» **Aim**:
Copy these lines verbatim, starting with the line that contains "Can you find the door hinge" and going on through the line that contains "396 256 421 278".
___ Provided records
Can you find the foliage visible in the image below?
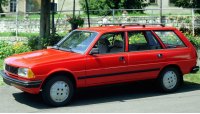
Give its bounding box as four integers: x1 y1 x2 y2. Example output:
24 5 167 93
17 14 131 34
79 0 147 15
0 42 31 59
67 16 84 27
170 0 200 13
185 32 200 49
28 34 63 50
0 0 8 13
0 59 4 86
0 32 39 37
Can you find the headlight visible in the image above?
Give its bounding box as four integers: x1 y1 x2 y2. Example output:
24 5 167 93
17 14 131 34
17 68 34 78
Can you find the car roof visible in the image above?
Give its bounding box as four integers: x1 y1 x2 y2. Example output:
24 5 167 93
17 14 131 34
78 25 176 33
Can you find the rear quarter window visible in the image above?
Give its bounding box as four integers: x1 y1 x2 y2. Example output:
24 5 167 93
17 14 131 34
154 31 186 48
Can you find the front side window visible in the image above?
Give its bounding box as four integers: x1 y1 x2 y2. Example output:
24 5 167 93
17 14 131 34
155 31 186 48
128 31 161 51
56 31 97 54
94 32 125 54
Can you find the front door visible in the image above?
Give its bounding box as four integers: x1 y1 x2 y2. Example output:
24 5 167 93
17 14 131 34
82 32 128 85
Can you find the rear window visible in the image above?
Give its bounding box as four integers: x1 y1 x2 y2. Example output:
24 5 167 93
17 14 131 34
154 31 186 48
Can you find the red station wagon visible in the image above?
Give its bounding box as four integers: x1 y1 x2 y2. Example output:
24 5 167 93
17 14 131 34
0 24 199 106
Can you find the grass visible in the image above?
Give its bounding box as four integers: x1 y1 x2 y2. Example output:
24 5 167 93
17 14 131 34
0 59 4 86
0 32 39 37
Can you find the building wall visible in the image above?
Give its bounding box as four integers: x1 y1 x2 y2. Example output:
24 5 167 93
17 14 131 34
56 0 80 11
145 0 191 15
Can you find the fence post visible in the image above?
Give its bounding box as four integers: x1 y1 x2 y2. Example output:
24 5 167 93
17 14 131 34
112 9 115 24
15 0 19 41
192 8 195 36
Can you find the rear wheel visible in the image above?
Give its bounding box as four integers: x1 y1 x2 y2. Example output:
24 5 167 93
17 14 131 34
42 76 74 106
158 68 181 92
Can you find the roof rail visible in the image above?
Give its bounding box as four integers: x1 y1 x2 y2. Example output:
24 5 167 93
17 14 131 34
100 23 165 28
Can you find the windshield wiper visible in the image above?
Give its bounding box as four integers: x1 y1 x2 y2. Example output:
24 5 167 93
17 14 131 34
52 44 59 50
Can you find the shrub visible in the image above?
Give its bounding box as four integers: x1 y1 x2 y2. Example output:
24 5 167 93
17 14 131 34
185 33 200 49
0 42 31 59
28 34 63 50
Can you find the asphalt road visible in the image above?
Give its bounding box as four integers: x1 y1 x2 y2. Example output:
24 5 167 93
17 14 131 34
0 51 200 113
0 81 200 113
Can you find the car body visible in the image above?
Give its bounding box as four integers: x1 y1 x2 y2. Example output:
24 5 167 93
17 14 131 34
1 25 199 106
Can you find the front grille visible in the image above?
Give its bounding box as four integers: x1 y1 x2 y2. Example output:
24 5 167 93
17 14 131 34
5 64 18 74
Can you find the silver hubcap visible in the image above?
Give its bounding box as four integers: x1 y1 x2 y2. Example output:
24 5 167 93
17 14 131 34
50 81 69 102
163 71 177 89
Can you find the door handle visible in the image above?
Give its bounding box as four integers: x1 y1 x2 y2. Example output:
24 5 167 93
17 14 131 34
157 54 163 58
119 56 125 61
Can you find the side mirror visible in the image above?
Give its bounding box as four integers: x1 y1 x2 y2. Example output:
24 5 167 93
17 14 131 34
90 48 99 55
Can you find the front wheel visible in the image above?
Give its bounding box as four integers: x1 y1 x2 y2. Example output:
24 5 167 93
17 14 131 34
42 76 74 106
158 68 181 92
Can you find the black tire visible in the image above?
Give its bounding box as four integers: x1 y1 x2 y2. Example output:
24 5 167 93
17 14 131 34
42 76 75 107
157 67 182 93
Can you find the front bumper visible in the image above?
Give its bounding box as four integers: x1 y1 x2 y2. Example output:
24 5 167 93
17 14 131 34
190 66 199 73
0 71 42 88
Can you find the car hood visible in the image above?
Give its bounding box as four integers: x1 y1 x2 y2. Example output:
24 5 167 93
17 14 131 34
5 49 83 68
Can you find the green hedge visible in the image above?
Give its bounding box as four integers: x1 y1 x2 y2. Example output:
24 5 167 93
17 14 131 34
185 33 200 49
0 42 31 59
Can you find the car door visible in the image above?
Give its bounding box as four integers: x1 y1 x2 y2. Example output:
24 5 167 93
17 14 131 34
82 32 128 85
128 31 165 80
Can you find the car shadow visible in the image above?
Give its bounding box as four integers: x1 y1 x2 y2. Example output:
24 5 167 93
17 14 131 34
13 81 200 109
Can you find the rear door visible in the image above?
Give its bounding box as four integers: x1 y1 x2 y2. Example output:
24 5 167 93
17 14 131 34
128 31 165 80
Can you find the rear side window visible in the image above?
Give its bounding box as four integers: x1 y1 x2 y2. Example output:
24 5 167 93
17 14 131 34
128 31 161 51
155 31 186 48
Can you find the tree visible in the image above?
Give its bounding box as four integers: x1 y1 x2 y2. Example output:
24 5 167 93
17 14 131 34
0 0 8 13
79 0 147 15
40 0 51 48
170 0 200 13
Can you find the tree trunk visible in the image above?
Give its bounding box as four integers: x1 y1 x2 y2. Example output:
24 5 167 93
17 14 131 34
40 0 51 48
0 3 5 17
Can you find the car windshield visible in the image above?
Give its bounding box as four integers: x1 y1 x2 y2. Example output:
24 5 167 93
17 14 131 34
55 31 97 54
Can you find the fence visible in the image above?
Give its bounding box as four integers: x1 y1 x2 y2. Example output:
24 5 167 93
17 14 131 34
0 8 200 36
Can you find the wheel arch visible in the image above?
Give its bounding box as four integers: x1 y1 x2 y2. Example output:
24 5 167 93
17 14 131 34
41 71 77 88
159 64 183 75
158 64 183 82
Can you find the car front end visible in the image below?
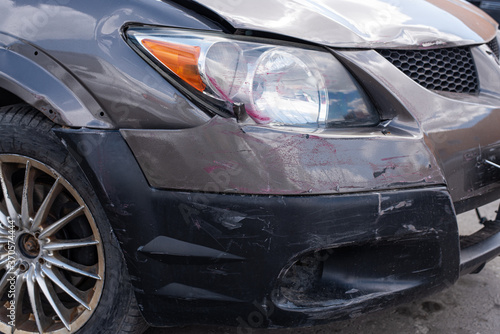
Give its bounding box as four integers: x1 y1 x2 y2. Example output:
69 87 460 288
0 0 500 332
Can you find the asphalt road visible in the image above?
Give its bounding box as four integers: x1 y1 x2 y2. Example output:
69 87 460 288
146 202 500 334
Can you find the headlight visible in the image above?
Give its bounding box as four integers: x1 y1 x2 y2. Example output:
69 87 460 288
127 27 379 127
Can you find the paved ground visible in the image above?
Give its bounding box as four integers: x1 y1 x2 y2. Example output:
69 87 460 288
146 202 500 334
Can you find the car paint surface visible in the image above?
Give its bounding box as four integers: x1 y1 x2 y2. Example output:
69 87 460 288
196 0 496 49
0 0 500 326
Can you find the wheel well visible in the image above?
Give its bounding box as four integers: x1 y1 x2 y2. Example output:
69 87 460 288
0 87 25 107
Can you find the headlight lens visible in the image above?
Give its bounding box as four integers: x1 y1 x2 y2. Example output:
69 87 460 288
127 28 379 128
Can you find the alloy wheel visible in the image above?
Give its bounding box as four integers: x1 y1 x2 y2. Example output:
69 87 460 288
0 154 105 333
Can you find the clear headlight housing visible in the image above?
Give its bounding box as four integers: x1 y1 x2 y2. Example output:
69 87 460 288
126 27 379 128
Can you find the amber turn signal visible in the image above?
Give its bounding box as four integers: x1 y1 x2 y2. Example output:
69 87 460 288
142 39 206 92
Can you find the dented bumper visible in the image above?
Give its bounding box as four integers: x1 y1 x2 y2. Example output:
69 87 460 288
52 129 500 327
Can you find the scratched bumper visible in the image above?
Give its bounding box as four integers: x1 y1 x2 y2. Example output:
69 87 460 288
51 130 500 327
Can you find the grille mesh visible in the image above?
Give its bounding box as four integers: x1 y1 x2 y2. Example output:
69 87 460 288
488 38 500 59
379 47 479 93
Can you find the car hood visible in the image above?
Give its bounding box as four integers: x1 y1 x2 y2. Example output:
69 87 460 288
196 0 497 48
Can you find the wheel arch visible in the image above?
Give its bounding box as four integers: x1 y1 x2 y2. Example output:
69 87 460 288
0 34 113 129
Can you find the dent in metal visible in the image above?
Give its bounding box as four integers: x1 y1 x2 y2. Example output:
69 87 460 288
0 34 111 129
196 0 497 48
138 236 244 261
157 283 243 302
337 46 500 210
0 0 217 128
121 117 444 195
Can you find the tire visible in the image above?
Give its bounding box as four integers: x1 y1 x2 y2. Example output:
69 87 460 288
______
___ Provided records
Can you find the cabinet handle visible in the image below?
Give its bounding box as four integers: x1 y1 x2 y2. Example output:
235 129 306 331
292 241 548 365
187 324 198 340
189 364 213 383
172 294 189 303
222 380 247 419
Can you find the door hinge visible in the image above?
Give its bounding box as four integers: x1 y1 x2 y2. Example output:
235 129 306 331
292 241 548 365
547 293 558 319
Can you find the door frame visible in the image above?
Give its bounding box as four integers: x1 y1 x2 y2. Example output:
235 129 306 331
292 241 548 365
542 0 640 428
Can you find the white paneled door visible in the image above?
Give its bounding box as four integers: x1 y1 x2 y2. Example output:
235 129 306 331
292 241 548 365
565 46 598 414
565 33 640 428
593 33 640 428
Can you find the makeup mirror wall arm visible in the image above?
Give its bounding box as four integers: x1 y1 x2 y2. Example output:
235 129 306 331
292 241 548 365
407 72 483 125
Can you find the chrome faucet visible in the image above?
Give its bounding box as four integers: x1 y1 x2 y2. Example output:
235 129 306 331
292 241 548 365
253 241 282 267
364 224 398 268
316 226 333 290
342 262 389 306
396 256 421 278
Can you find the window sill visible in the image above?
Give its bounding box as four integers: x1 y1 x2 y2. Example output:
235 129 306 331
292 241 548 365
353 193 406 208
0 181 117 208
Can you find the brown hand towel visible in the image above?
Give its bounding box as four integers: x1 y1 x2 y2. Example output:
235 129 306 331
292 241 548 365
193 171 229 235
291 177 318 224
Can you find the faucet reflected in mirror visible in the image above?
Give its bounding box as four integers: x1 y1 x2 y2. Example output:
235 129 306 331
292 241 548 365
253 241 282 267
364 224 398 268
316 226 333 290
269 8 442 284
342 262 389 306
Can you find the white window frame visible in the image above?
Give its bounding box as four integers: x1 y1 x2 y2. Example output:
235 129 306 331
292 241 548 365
______
» **Task output**:
Can you find the door hinge visible in the image above?
Give its bounding box as four integers: x1 y1 x2 y2. Example output:
235 129 306 331
292 241 548 365
547 293 558 319
Can you find the door frame visible in the image above?
Give its bounding box as four integers: x1 y1 x2 y2. Example output:
235 129 306 331
292 241 548 365
542 0 640 428
Can you find the white paneled door visible in the image above?
Give its bounding box as four integers: x1 y1 x2 y2. Example output:
235 129 306 331
292 241 548 365
565 46 598 414
565 33 640 428
593 33 640 428
Can you find the makeup mirror wall arm visible in the image above?
Give its bounding box as four integers: x1 y1 x2 y2. Example output:
235 129 306 331
292 241 548 365
407 72 483 125
Can you find the chrome faucet visible in the image above?
Give its bounding box as four integers: x1 y1 x2 y2. Example output:
235 129 306 331
292 241 548 365
253 241 282 267
364 224 398 268
316 226 333 290
342 262 389 306
396 256 421 278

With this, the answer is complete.